OBJECTIVE: Extract every line of the entries that contains the word "truck".

ITEMS:
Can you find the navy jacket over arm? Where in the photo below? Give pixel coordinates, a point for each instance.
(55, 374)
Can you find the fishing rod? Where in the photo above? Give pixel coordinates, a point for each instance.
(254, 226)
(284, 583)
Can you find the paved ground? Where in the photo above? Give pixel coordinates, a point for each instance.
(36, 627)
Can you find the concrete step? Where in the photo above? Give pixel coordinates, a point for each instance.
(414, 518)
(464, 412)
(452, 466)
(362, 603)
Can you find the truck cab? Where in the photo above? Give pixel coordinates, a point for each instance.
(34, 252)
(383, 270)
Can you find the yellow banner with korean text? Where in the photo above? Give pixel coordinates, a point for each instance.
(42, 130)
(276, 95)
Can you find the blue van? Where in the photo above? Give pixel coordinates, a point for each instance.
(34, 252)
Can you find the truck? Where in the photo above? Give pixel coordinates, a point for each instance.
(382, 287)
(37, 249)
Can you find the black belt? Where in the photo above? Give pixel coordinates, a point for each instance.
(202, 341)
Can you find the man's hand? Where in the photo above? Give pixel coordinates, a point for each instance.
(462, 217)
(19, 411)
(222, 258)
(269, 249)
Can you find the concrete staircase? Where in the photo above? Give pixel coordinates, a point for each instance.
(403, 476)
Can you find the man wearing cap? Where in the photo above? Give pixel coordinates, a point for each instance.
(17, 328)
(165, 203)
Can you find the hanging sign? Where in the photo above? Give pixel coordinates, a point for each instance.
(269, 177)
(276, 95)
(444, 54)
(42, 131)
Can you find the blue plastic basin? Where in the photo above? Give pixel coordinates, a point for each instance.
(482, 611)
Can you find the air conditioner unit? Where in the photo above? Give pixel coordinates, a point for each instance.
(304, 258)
---
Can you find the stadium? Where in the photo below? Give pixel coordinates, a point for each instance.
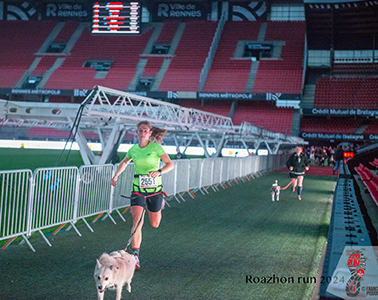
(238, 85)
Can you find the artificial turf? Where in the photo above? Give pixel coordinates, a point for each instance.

REPLY TO THE EXERCISE:
Can you find the truck cab? Where in the photo above? Give pixel coordinates, a point for each instance.
Can you find the truck? Where in the photo above? Give pixel coordinates, a point for each instance.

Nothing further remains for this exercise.